[Aim of the task]:
Count the lines in the listing that contain the string "wall", treating uppercase and lowercase as different. Give only the number.

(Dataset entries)
⁂
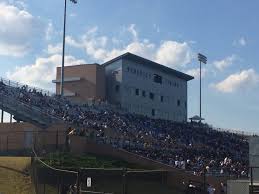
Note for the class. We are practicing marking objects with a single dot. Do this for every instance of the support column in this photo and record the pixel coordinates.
(2, 116)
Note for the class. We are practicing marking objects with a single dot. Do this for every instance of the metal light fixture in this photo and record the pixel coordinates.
(63, 49)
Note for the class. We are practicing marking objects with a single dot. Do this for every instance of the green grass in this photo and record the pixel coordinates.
(12, 178)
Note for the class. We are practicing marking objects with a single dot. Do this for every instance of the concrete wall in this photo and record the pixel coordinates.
(129, 76)
(21, 136)
(175, 177)
(90, 86)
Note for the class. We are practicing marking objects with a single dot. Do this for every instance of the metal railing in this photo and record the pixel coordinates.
(19, 85)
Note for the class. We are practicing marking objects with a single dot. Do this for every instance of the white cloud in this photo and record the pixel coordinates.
(196, 72)
(240, 42)
(54, 49)
(133, 31)
(174, 53)
(18, 29)
(170, 53)
(242, 80)
(224, 63)
(42, 72)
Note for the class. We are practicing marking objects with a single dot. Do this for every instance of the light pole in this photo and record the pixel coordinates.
(202, 59)
(63, 49)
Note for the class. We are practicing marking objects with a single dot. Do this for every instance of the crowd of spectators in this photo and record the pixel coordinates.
(189, 146)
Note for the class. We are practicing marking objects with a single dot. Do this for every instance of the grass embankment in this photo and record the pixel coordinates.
(13, 180)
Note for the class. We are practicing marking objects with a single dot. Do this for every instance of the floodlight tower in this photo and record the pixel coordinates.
(63, 50)
(201, 59)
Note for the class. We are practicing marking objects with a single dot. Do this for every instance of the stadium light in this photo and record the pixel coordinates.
(63, 50)
(201, 59)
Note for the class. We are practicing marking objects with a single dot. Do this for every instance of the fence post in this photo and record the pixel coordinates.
(57, 140)
(124, 181)
(7, 141)
(2, 116)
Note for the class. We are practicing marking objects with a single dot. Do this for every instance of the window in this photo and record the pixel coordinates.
(117, 88)
(151, 96)
(153, 112)
(157, 79)
(162, 98)
(144, 93)
(178, 103)
(137, 92)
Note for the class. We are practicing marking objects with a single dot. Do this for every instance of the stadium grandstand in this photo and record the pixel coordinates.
(188, 146)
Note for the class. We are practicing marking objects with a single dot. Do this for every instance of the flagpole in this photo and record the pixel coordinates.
(63, 52)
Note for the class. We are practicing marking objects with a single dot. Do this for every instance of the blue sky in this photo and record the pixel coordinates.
(170, 32)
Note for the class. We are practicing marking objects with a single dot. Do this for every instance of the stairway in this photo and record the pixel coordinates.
(25, 112)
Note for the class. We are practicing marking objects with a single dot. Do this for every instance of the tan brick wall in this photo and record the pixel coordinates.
(175, 177)
(91, 85)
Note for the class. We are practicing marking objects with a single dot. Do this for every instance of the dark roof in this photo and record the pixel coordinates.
(132, 57)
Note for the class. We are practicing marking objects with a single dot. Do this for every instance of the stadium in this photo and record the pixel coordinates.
(116, 114)
(118, 129)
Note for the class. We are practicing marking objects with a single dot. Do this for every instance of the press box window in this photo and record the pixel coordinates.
(144, 93)
(151, 96)
(157, 79)
(117, 88)
(153, 112)
(162, 98)
(137, 92)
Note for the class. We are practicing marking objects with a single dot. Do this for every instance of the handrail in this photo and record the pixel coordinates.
(14, 100)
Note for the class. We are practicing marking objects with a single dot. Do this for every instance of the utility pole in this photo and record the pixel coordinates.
(201, 59)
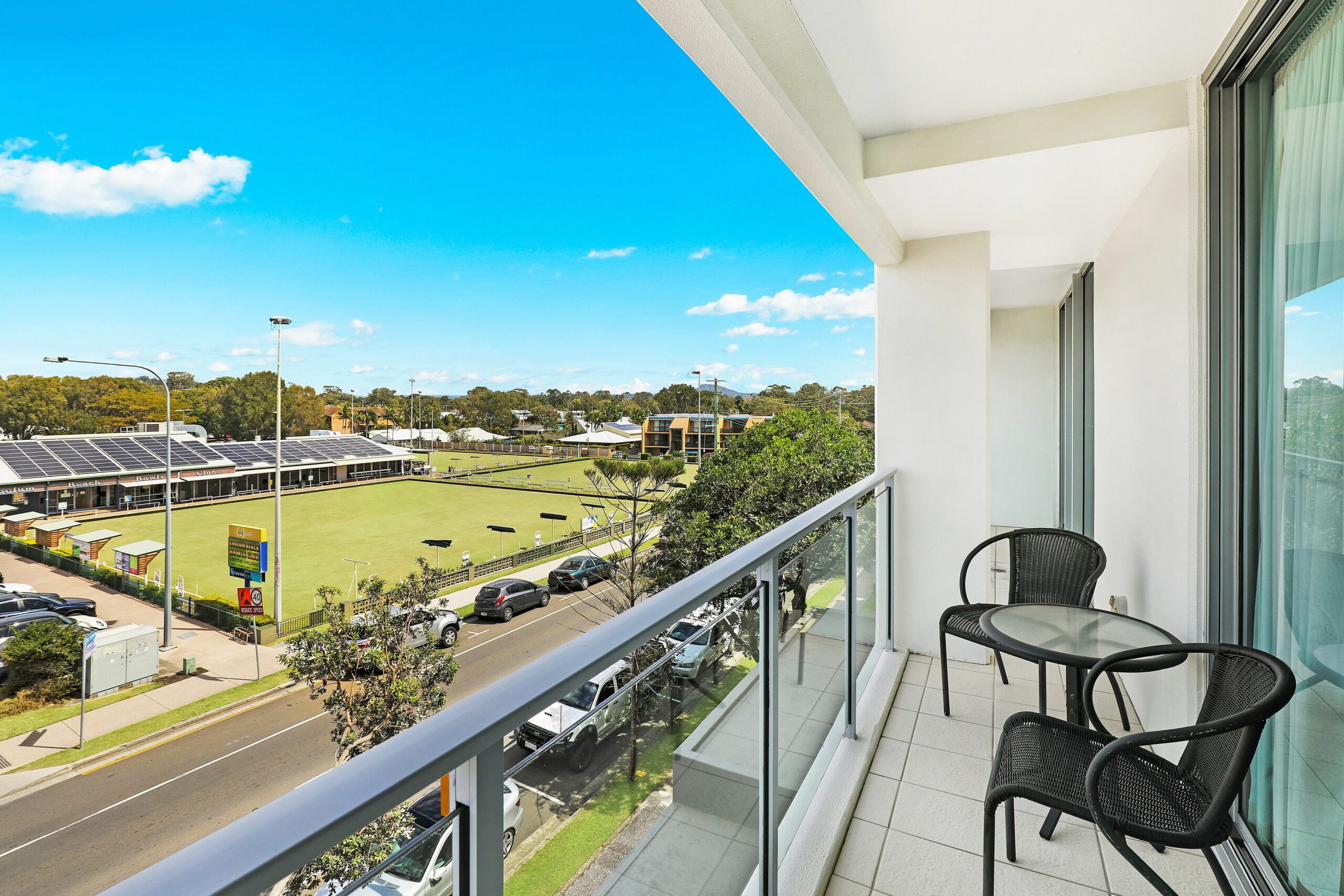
⁂
[Solution to the exercise]:
2